Job » An exact copy of every record is needed.

Exercise inputs »
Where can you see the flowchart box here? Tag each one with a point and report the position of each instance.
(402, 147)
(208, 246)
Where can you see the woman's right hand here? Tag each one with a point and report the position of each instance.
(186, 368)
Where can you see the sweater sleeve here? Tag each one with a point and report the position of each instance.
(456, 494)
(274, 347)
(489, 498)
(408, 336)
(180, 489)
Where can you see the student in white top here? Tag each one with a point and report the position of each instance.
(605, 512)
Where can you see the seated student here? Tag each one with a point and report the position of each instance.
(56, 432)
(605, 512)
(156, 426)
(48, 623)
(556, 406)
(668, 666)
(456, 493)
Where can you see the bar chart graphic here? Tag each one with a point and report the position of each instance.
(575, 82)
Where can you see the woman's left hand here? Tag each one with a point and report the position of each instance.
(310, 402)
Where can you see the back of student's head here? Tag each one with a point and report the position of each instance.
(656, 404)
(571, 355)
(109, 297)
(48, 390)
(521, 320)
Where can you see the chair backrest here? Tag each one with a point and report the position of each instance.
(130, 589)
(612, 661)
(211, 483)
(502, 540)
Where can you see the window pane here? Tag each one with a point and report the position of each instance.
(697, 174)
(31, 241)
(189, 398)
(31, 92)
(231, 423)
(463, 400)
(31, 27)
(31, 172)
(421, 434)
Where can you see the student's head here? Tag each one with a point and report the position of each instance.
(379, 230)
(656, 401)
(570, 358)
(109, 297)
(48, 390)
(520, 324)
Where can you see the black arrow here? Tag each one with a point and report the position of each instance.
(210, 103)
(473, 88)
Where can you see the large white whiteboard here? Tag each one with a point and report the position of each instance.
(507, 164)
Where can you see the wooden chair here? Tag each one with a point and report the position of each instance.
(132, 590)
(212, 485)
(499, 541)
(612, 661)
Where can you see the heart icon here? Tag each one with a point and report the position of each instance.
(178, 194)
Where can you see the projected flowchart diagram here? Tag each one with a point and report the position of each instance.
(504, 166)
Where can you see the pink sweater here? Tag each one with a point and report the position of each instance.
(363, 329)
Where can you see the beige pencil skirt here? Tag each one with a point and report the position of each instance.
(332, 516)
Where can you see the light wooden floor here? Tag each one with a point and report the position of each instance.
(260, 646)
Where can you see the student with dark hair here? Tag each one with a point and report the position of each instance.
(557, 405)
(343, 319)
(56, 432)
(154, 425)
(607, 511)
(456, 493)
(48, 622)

Exercise result »
Where can you see the flowchart box here? Tag each one with a point and report the position of each instance.
(402, 147)
(208, 246)
Where can you see the woman's right hand here? Tag each one with a point and report the position of each instance.
(186, 368)
Where can you see the sweater sleeve here? Tag each one with a point and report the position of each instance.
(456, 494)
(274, 347)
(489, 498)
(408, 336)
(180, 489)
Where can you see the student in white top here? Tag each one with a point and report the position of each instance.
(605, 512)
Where can you see the seated student here? Tag each one with a point and report the position of each instance.
(56, 432)
(605, 512)
(156, 426)
(48, 623)
(556, 406)
(668, 666)
(456, 493)
Where can you see the bar chart graphic here? Tag each one with a point and report the position of each instance.
(575, 82)
Where can you see the woman's left hand here? Tag each one with a point and report the position of each instance.
(310, 402)
Where can you see the back of student's head here? Tag each one with a point and report the position of each instance.
(656, 404)
(571, 355)
(109, 297)
(48, 390)
(521, 320)
Where can you see the chair backrest here? Tag each one with a point and report the position of each instance.
(130, 589)
(612, 661)
(211, 483)
(502, 540)
Where can you see the window pane here? Tag each one with a point and report the position of each instance.
(697, 174)
(31, 241)
(189, 398)
(31, 92)
(231, 423)
(463, 400)
(31, 27)
(31, 172)
(421, 434)
Where can you see the student's head here? Tag each one with a point and report the position of each instance.
(379, 230)
(656, 401)
(570, 358)
(109, 297)
(48, 390)
(520, 324)
Where can you see the black arrow here? Tag each one with a point and report the position of each instance.
(210, 103)
(473, 88)
Where can you see the large white whiteboard here? Tag each one with a point and report the position of each instance.
(507, 164)
Where can you see the wooden chair here? Tag each one with a point and report the position of each instance.
(132, 590)
(212, 485)
(499, 541)
(612, 661)
Where can you see the heart icon here? Tag each one with a point and report the position of each instance.
(178, 194)
Where can you see the projected flowchart diagram here? Tag each one with a point and report the position of each instance.
(504, 166)
Where can you see the pink sweater here? Tag each one with a point and report the position of each instance.
(363, 329)
Where can you see the beige pencil skirt here? Tag each one with a point and report the position of each instance.
(332, 516)
Where can you see the light wooden floor here? Tag each one with a point and report the position of each instance.
(260, 646)
Where can you see the student with dark hair here? Tag each one with a point and report the position of each instance.
(557, 405)
(343, 319)
(56, 432)
(154, 425)
(607, 511)
(456, 493)
(48, 622)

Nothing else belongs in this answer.